Arbeitsaufträge:
(1) Prüfen Sie, ob die Aussagen (a), (b) und (c) mit dem Textauszug übereinstimmen. Antworten Sie jeweils mit Ja oder Nein und belegen Sie dies mit den entscheidenden Worten aus dem Textauszug als wörtlichem Zitat.
(a) Im Fall aus Hessen wurde der Zeichentrickfilm nach der Kritik mehrerer Eltern nicht im Unterricht eingesetzt.
(b) Im Fall aus Nordrhein-Westfalen stellte die Schulleiterin eine Befreiung von der SchulSE in Aussicht.
(c) Im Fall aus Niedersachsen ging das Gespräch über die Ablehnung der SchulSE von der Mutter aus.
(2) Aktualisieren Sie den Abschnitt des Textauszugs zwischen „Bei älteren Kindern“ und „die SchulSE ablehne.“, beide eingeschlossen, und ersetzen Sie darin „Lehrerin“ durch „Klassenlehrerin“.

Textauszug:
3. Früherer Vorstoß zeigt doch noch Wirkung

Niedersachsen, 4. Klasse, Grundschule

Bei älteren Kindern hatte die Mutter vor ein paar Jahren schon gegen ein „Pro-Familia“-Aufklärungsprojekt Widerspruch erhoben und war gescheitert; allerdings führte ein gesundheitlicher Vorfall dann zur Nichtteilnahme (vgl. FMG-INFORMA­TION 98, S. 5, Nr. 5). Bei einem weiteren Kind stand nun in der 4. Klasse SE-Unterricht an. Und hier kam es nun zu einer Nichtteilnahme des Kindes, nachdem die Lehrerin selber die Mutter angesprochen hatte: Es sei ihr bekannt geworden, dass sie die SchulSE ablehne.

 

4. Die Toilette als Ausweg?

Hessen, 4. Klasse, Grundschule

Bei einem Elternabend wurde ein Zeichentrickfilm mit Darstellung des Geschlechtsverkehrs von mehreren Eltern kritisiert und seine Verwendung im Unterricht daraufhin unterlassen. Einzelne Mütter sagten, dass ihre Kinder nichts von der SE in der Schule wissen wollten. Dennoch machte die uns berichtende Mutter die Erfahrung, dass die meisten Mütter die SchulSE gut finden. Früher hatte sie schon erfolgreich mit mehreren Müttern zusammen gegen die SchulSE gekämpft.

Einige Zeit danach führte die Mutter ein Gespräch mit der Lehrerin, die nach Berichten aus dem Vorjahr als nicht aufge­schlossen galt, die sich aber diesmal ein bisschen entgegenkommender zeigte. Die Mutter übergab das Dokument des Pp. Rates für die Familie „Menschliche Sexualität: Wahrheit und Bedeutung“ und zur Information die Dissensregelung von Baden-Württemberg. Die Lehrerin zeigte die Möglichkeit auf, dass der Bub bei SE-Stunden die Klasse verlassen könne, um zur Toilette zu gehen, und dann den Rest der Stunde draußen bleiben könne. Auch das erfordert natürlich einigen Mut von einem Kind. - Nach Abschluss der SE erfuhren wir, dass der Junge diese Möglichkeit, die Klasse zu verlassen, manchmal wahrgenommen hat.

 

5. Großer Einsatz der Eltern

Nordrhein-Westfalen, 4. Klasse, Grundschule

Bei einem Elternabend wurde SE-Material gezeigt, über das die uns berichtenden Eltern und eine weitere Familie schockiert waren: „noch schlimmer als früher“ (ob dieses Material in der Klasse des Kinder der uns berichtenden Eltern verwendet wurde oder nur in der Parallelklasse, wie ein Lehrer sagte, geht aus dem Bericht nicht klar hervor). Angekündigt wurde, dass die Verhütungsmittel durchgenommen würden (für Neun-/Zehnjährige!), dass wahrscheinlich eine Hebamme über Geburt sprechen werde.

In einem Gespräch mit Lehrer und Schulleiterin erklärte diese, der Bub müsse an der SchulSE teilnehmen, es gebe keine Befreiung. Bei bestimmten Themen (Zeugung, Geschlechtsverkehr) könne er in eine andere Klasse kommen. Die Eltern könnten diese Themen schriftlich mitteilen, worauf die Mutter sagte, sie wollte „das nicht, was die Kirche nicht will“.

Bereitgestellte Angaben:
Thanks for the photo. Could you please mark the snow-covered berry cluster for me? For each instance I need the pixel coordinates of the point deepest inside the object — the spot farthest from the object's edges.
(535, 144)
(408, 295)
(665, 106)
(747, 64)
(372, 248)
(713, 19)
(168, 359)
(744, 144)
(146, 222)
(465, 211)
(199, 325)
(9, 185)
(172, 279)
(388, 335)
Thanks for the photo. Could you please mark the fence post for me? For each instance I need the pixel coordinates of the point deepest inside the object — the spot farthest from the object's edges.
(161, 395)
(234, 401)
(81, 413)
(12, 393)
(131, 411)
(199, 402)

* * *

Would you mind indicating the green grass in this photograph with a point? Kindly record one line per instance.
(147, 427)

Lösungen zu den Aufträgen:
(1)
(a) Ja: „seine Verwendung im Unterricht daraufhin unterlassen“
(b) Nein: „es gebe keine Befreiung“
(c) Nein: „nachdem die Lehrerin selber die Mutter angesprochen hatte“

(2)
Bei älteren Kindern hatte die Mutter vor ein paar Jahren schon gegen ein „Pro-Familia“-Aufklärungsprojekt Widerspruch erhoben und war gescheitert; allerdings führte ein gesundheitlicher Vorfall dann zur Nichtteilnahme (vgl. FMG-INFORMA­TION 98, S. 5, Nr. 5). Bei einem weiteren Kind stand nun in der 4. Klasse SE-Unterricht an. Und hier kam es nun zu einer Nichtteilnahme des Kindes, nachdem die Klassenlehrerin selber die Mutter angesprochen hatte: Es sei ihr bekannt geworden, dass sie die SchulSE ablehne.